DIRECTIONS:
Find each line in the rows below that has the word "example" in it, and copy those lines out.

-------- SUPPLIED MATERIAL

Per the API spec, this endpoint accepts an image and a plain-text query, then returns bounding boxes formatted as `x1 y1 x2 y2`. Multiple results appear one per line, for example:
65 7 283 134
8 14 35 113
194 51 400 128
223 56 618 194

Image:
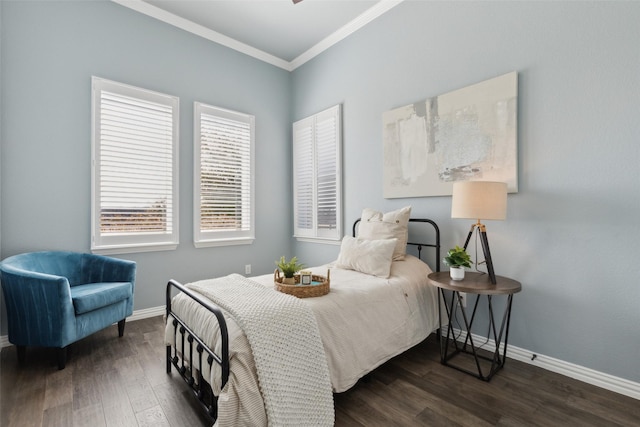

----------------

SOLUTION TO THE PROBLEM:
Per the API spec, this endpoint accepts an image and a plain-text query, then returns bounding boxes formatted as `x1 y1 x2 y2`. Multiple results appear one per line, for example:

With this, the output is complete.